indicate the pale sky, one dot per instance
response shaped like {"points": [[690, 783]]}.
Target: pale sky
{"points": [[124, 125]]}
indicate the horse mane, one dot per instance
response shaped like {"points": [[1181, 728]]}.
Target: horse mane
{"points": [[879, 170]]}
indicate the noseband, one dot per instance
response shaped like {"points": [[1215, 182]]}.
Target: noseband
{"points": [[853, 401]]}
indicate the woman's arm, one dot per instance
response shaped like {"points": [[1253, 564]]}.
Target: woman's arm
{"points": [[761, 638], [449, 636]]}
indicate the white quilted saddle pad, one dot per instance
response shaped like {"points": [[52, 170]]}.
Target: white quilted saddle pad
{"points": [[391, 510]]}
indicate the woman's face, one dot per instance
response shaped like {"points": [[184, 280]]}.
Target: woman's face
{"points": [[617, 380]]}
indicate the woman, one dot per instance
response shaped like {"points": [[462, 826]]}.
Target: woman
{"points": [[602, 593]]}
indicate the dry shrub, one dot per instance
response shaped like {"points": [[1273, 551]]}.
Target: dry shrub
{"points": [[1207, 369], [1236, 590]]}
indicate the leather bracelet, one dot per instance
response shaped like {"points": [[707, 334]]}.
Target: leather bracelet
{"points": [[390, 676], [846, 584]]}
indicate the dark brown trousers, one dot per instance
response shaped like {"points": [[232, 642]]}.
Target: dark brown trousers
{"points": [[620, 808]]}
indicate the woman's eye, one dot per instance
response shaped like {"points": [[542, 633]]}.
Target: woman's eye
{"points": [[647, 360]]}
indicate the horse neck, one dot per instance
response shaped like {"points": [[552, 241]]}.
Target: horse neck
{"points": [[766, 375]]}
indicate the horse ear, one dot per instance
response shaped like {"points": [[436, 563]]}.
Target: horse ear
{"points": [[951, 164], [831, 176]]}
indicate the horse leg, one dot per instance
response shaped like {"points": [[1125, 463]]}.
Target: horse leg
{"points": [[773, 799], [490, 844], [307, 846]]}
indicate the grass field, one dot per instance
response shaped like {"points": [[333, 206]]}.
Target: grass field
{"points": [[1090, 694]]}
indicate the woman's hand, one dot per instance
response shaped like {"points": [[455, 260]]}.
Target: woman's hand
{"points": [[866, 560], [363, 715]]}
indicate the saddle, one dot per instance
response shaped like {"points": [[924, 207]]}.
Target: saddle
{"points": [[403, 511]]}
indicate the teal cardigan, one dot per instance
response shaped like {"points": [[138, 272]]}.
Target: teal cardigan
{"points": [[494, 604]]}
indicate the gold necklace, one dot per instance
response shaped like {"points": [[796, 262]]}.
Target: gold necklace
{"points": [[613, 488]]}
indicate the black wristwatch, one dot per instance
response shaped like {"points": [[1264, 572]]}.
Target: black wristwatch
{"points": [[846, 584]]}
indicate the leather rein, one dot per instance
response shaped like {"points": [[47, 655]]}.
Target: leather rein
____
**THE REQUEST:**
Rewrite the lines from the one containing "indicate the teal" through the end of the lines, keeping the requests, and shift every point coordinate in the answers by -106.

**FULL RESPONSE:**
indicate the teal cardigan, one dot per instance
response shaped like {"points": [[138, 272]]}.
Target: teal cardigan
{"points": [[388, 498]]}
indicate the gold necklace, one dot per instance
response shaped like {"points": [[796, 262]]}.
Target: gold necklace
{"points": [[507, 382]]}
indicate the black wristwatch, one dot per instance
response shaped like {"points": [[1264, 572]]}.
Target: black wristwatch
{"points": [[740, 478]]}
indicate the leather rein, one dot per instance
response shaped like {"points": [[47, 655]]}.
Target: leather rein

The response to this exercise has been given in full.